*Your goal:*
Copy out the lines below word for word, from the line containing "Target: shopping bag handle" through the line containing "100 118 L 101", with both of those lines included.

[Records from a dataset]
+-------+
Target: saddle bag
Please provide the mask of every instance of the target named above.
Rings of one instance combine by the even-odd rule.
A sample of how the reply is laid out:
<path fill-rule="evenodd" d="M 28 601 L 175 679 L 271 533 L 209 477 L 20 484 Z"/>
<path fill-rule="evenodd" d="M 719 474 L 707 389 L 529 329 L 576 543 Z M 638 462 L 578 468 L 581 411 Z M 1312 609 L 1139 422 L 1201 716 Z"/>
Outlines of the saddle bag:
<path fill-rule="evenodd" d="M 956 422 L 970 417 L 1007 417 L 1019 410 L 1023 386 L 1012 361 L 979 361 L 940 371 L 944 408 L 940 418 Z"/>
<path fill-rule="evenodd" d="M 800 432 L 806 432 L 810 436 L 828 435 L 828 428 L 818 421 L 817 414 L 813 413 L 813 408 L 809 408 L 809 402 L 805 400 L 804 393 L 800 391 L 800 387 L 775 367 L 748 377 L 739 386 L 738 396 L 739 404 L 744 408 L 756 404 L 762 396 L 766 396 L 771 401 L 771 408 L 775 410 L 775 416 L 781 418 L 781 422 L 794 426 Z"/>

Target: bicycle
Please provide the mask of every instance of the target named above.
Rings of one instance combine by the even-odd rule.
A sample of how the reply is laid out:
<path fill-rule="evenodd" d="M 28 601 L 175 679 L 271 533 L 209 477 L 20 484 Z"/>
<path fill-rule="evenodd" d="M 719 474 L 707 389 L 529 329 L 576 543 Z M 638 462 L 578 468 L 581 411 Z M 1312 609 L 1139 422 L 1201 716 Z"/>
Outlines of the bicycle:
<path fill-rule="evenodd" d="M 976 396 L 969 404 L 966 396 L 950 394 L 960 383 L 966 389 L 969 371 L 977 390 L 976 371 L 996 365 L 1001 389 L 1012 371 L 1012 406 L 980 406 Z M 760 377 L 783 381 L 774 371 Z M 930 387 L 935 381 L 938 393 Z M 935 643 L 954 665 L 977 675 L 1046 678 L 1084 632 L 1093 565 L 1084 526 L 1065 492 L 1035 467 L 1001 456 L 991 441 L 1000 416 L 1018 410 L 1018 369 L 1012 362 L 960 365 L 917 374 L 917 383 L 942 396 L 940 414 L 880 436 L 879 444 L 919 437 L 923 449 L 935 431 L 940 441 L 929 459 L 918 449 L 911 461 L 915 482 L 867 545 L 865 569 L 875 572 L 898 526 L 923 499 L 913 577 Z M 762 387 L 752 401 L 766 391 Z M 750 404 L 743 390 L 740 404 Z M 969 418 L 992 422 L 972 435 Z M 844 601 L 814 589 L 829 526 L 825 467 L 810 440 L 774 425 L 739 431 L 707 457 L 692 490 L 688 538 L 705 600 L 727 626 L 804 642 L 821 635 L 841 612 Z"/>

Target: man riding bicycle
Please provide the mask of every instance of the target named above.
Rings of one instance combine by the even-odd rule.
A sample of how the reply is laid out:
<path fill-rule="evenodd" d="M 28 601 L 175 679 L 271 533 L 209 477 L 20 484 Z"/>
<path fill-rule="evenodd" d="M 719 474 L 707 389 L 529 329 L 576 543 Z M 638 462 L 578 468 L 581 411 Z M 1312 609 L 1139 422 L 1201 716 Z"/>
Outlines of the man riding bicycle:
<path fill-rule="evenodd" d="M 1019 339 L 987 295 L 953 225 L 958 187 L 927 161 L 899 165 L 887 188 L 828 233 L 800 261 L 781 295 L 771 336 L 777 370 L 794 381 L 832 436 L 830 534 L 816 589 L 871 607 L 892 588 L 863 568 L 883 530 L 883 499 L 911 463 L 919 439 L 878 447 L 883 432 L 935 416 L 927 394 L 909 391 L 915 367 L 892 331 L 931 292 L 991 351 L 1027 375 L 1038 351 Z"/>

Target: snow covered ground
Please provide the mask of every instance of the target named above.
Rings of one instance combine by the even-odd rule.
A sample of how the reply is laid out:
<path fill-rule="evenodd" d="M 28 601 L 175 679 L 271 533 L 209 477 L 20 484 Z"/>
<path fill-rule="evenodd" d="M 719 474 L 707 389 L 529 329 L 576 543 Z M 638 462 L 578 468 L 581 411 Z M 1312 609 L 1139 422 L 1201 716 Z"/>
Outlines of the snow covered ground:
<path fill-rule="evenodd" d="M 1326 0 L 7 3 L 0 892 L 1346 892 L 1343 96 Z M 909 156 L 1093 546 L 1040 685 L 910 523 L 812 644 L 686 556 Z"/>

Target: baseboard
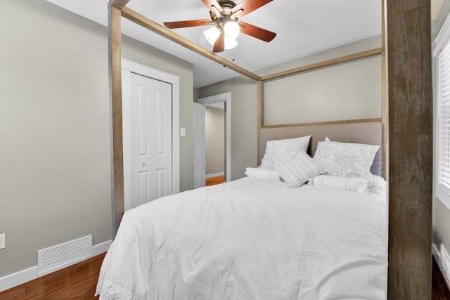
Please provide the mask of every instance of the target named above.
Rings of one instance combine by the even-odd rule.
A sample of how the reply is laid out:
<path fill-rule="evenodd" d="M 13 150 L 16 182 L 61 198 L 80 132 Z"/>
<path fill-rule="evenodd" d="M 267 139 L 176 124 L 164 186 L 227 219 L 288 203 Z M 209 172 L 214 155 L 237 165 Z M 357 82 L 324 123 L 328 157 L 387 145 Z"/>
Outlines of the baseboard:
<path fill-rule="evenodd" d="M 212 177 L 224 176 L 225 172 L 214 173 L 214 174 L 207 174 L 205 176 L 205 178 L 212 178 Z"/>
<path fill-rule="evenodd" d="M 93 246 L 92 256 L 86 258 L 86 259 L 106 252 L 112 242 L 112 240 L 108 240 Z M 33 280 L 37 278 L 39 278 L 39 268 L 37 266 L 1 277 L 0 278 L 0 292 L 17 287 L 18 285 Z"/>

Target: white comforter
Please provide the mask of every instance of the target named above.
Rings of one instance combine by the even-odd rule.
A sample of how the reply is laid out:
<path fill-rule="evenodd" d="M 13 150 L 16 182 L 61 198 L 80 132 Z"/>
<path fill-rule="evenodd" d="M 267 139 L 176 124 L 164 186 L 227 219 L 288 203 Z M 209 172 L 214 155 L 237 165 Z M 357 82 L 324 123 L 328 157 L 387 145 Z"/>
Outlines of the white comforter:
<path fill-rule="evenodd" d="M 384 299 L 385 198 L 244 178 L 127 211 L 101 299 Z"/>

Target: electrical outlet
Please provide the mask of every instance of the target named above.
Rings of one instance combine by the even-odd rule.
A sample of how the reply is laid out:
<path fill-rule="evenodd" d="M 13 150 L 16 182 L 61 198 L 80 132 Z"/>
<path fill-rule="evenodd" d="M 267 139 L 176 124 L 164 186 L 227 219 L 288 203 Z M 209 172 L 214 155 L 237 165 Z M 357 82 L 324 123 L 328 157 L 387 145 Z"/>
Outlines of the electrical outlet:
<path fill-rule="evenodd" d="M 5 233 L 0 235 L 0 249 L 5 249 Z"/>

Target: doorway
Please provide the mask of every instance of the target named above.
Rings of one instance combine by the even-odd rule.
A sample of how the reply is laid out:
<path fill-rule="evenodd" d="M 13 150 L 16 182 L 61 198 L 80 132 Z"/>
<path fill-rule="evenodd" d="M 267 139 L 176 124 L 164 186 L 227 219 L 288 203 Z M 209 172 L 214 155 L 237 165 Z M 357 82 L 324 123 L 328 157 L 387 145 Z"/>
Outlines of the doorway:
<path fill-rule="evenodd" d="M 198 99 L 197 102 L 202 105 L 203 105 L 203 111 L 205 111 L 205 107 L 215 107 L 216 110 L 223 109 L 224 112 L 224 160 L 223 163 L 224 165 L 224 178 L 225 181 L 231 181 L 231 93 L 224 93 L 219 95 L 214 95 L 210 97 L 201 98 Z M 220 107 L 220 108 L 218 108 Z M 201 149 L 202 155 L 201 155 L 200 159 L 202 159 L 202 163 L 197 164 L 198 167 L 201 167 L 201 170 L 194 170 L 194 174 L 195 172 L 201 172 L 202 174 L 202 185 L 205 185 L 205 181 L 206 179 L 206 145 L 205 145 L 205 113 L 203 112 L 202 117 L 202 126 L 198 129 L 195 129 L 195 134 L 201 134 L 202 138 L 199 139 L 199 141 L 201 142 Z M 194 168 L 196 168 L 196 166 L 194 166 Z M 212 176 L 220 175 L 217 174 L 210 174 Z"/>

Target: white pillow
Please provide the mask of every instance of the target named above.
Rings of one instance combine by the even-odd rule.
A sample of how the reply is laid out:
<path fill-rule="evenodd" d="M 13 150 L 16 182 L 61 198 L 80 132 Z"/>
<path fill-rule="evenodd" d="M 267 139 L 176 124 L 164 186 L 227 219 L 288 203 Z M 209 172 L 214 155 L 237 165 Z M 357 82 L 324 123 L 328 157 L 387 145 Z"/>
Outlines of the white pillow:
<path fill-rule="evenodd" d="M 339 190 L 364 193 L 368 180 L 364 178 L 349 178 L 318 175 L 308 181 L 309 185 L 326 186 Z"/>
<path fill-rule="evenodd" d="M 386 195 L 386 181 L 381 176 L 373 175 L 369 178 L 367 190 L 375 194 Z"/>
<path fill-rule="evenodd" d="M 298 152 L 306 152 L 311 136 L 285 140 L 267 141 L 261 168 L 275 169 L 275 165 Z"/>
<path fill-rule="evenodd" d="M 283 181 L 280 174 L 276 170 L 261 168 L 246 168 L 245 175 L 257 179 L 269 180 L 271 181 Z"/>
<path fill-rule="evenodd" d="M 323 141 L 317 143 L 314 161 L 328 175 L 369 178 L 378 145 Z"/>
<path fill-rule="evenodd" d="M 300 186 L 322 170 L 322 167 L 304 152 L 297 152 L 276 165 L 276 171 L 289 188 Z"/>

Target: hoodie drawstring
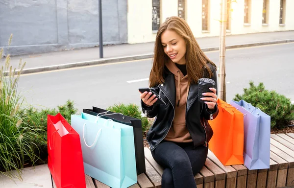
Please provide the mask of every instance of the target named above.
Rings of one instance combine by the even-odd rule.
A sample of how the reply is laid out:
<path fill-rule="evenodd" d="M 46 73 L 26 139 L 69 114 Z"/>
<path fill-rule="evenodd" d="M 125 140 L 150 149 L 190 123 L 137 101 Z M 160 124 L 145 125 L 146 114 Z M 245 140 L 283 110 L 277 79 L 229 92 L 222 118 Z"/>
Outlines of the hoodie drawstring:
<path fill-rule="evenodd" d="M 179 106 L 179 104 L 180 104 L 180 99 L 181 98 L 181 88 L 180 88 L 180 84 L 181 84 L 181 74 L 180 73 L 180 71 L 178 70 L 178 103 L 177 106 Z"/>

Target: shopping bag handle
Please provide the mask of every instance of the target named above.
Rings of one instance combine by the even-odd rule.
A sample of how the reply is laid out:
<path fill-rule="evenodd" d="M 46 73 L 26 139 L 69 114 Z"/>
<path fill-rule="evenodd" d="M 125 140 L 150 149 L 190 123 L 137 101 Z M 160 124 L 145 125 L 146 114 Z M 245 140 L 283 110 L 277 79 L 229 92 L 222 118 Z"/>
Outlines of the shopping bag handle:
<path fill-rule="evenodd" d="M 53 144 L 53 147 L 51 148 L 51 141 L 49 141 L 49 148 L 50 149 L 50 150 L 52 150 L 53 149 L 54 149 L 54 143 L 53 143 L 54 141 L 53 140 L 53 136 L 54 135 L 54 134 L 55 134 L 59 130 L 59 129 L 56 130 L 56 131 L 54 131 L 53 133 L 52 133 L 52 135 L 51 135 L 51 141 L 52 142 L 52 144 Z"/>
<path fill-rule="evenodd" d="M 251 111 L 251 113 L 253 113 L 253 111 L 254 110 L 255 110 L 256 109 L 258 109 L 258 110 L 260 110 L 261 111 L 261 110 L 260 110 L 260 109 L 259 108 L 256 107 L 256 108 L 254 108 L 254 109 L 253 110 L 252 110 L 252 111 Z M 259 113 L 257 113 L 257 115 L 259 115 Z"/>
<path fill-rule="evenodd" d="M 100 118 L 101 116 L 97 116 L 97 118 L 96 118 L 96 119 L 95 119 L 95 123 L 98 121 L 98 119 L 99 118 Z M 108 121 L 111 121 L 113 122 L 113 120 L 111 119 L 107 119 L 106 121 L 105 121 L 105 122 L 104 124 L 104 126 L 107 126 L 106 125 L 106 124 L 107 124 L 108 123 Z M 114 126 L 114 125 L 113 124 L 113 123 L 112 123 L 112 126 L 111 126 L 111 128 L 113 128 Z"/>
<path fill-rule="evenodd" d="M 224 109 L 226 108 L 234 108 L 235 109 L 236 109 L 236 108 L 235 108 L 233 106 L 225 106 L 224 107 L 223 107 L 223 108 L 222 109 L 222 110 L 221 110 L 221 111 L 222 111 L 222 112 L 223 112 L 223 111 L 224 111 Z M 233 111 L 233 112 L 234 112 L 234 111 Z"/>
<path fill-rule="evenodd" d="M 123 116 L 123 115 L 122 114 L 122 113 L 119 113 L 119 112 L 116 112 L 116 113 L 112 113 L 112 114 L 107 114 L 107 112 L 109 112 L 109 110 L 108 110 L 108 111 L 106 111 L 106 112 L 101 112 L 101 113 L 99 113 L 99 114 L 98 114 L 97 115 L 97 117 L 101 117 L 101 116 L 110 116 L 110 115 L 115 115 L 115 114 L 121 114 L 121 115 L 122 115 Z M 99 116 L 99 115 L 100 115 L 100 114 L 103 114 L 103 115 Z M 124 116 L 123 116 L 123 117 L 122 117 L 122 118 L 123 118 L 123 119 L 124 119 L 124 118 L 124 118 Z"/>
<path fill-rule="evenodd" d="M 249 102 L 248 102 L 248 103 L 247 103 L 247 104 L 246 105 L 246 106 L 245 106 L 245 109 L 247 109 L 247 108 L 248 108 L 248 109 L 250 109 L 250 107 L 248 107 L 248 108 L 247 107 L 248 105 L 252 105 L 251 103 L 249 103 Z"/>
<path fill-rule="evenodd" d="M 95 138 L 95 140 L 94 141 L 94 143 L 92 145 L 89 145 L 87 144 L 87 142 L 86 142 L 86 139 L 85 139 L 85 126 L 86 126 L 86 123 L 84 123 L 84 126 L 83 127 L 83 138 L 84 139 L 84 142 L 85 142 L 85 144 L 86 144 L 86 145 L 88 147 L 91 147 L 93 145 L 94 145 L 95 144 L 95 143 L 96 143 L 96 142 L 97 142 L 97 140 L 98 139 L 98 136 L 100 135 L 100 133 L 101 132 L 101 129 L 99 129 L 99 130 L 97 132 L 97 134 L 96 134 L 96 137 Z"/>

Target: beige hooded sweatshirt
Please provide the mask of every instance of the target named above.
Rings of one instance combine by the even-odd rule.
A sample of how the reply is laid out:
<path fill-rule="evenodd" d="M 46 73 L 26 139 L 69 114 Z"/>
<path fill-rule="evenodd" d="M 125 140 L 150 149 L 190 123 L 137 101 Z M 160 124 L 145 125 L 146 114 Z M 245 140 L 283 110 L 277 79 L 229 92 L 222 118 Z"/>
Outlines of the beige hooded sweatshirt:
<path fill-rule="evenodd" d="M 169 61 L 166 66 L 174 75 L 176 99 L 174 118 L 164 140 L 176 142 L 192 142 L 192 139 L 186 126 L 186 105 L 189 89 L 188 75 L 184 76 L 173 62 Z"/>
+-------+
*Task answer:*
Target: shopping bag handle
Please provide the mask of every instance of the target named above.
Rings of one instance combine by the even-odd rule.
A sample of how the reply is laid out:
<path fill-rule="evenodd" d="M 46 73 L 26 139 L 69 114 Z"/>
<path fill-rule="evenodd" d="M 125 140 L 150 149 L 190 123 L 137 101 Z M 160 124 L 145 125 L 146 114 Z M 245 140 L 283 110 L 277 79 L 229 92 L 222 118 Z"/>
Outlines of the shopping bag handle:
<path fill-rule="evenodd" d="M 53 144 L 53 147 L 51 148 L 51 141 L 49 141 L 49 148 L 50 149 L 50 150 L 52 150 L 53 149 L 54 149 L 54 143 L 53 143 L 54 141 L 53 140 L 53 136 L 54 135 L 54 134 L 55 134 L 59 130 L 59 129 L 56 130 L 56 131 L 54 131 L 53 133 L 52 133 L 52 135 L 51 135 L 51 141 L 52 142 L 52 144 Z"/>
<path fill-rule="evenodd" d="M 251 111 L 251 113 L 253 113 L 253 111 L 254 110 L 255 110 L 256 109 L 258 109 L 258 110 L 260 110 L 261 111 L 261 110 L 260 110 L 260 109 L 259 108 L 256 107 L 256 108 L 254 108 L 254 109 L 253 110 L 252 110 L 252 111 Z M 259 113 L 257 113 L 257 115 L 259 115 Z"/>
<path fill-rule="evenodd" d="M 100 118 L 101 116 L 97 116 L 97 118 L 96 118 L 96 119 L 95 119 L 95 123 L 98 121 L 98 119 L 99 118 Z M 108 121 L 111 121 L 113 122 L 113 120 L 111 119 L 107 119 L 106 121 L 105 121 L 105 122 L 104 124 L 104 126 L 107 126 L 106 125 L 106 124 L 107 124 L 108 123 Z M 114 126 L 114 125 L 113 124 L 113 123 L 112 123 L 112 126 L 111 126 L 111 128 L 113 128 Z"/>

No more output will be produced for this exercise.